::: Input

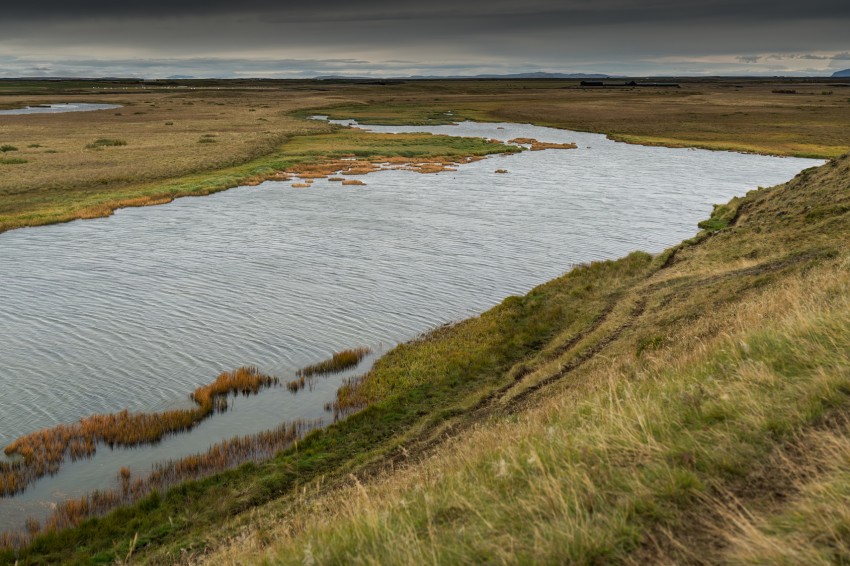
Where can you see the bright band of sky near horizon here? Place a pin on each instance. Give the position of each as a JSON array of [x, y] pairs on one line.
[[262, 38]]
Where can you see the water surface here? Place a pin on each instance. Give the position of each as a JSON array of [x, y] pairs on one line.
[[59, 108], [136, 310]]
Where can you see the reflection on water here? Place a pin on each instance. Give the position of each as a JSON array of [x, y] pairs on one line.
[[138, 309], [59, 108]]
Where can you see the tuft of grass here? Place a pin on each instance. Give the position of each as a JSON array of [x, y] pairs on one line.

::::::

▶ Task objective
With the pictures removed, copy the data above word for word.

▶ Your response
Where can you see the bright band of sky near horizon here? Place a pin on each instance. Give the position of each as a JSON array of [x, y] pairs on one line.
[[262, 38]]
Where can you see the water surface here? Place a pin on each instance. Give the position of each as a JSON array of [x, y] pairs on one line.
[[59, 108], [136, 310]]
Where can you see the reflection on water here? Place a pin on each instance. Give the position of each as a JSON array of [x, y] pairs on one line.
[[138, 309], [59, 108]]
Where can you see the tuft of grass here? Place a pin on each instance. Give the position of each as a JSON array of [x, y] pairs on one line.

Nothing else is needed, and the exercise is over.